→ Exercise brief
Render every line of the entries below as a Markdown table with the columns "Row" and "Entry line", numbering the rows in order and omitting blank lines. Leave the pictures out of the table.

→ Material for this exercise
·····

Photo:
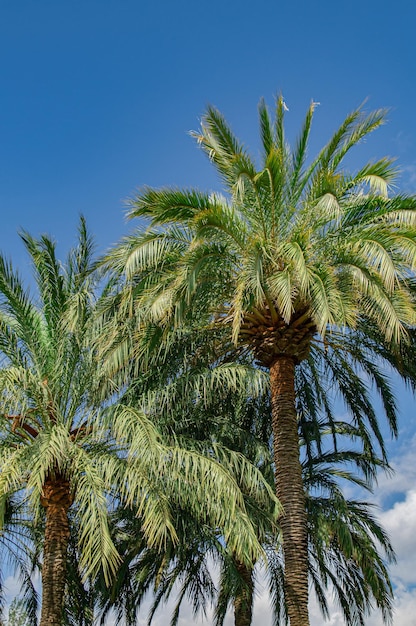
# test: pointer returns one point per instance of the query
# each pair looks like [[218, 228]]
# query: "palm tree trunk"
[[243, 602], [289, 489], [56, 500]]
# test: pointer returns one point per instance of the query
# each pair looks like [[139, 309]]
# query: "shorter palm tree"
[[68, 444]]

·····

→ Solution to this problem
| Row | Entry line |
|---|---|
| 1 | Photo: |
| 2 | # test: pointer returns one point per instance of the query |
| 3 | # each pair looks like [[218, 228]] |
| 4 | # query: "palm tree trunk" |
| 5 | [[243, 602], [289, 489], [56, 500]] |
| 6 | # test: pointer returns one point per instance of the query |
| 7 | # each pair looks like [[139, 309]] |
| 8 | # query: "shorter palm tree" |
| 9 | [[68, 444]] |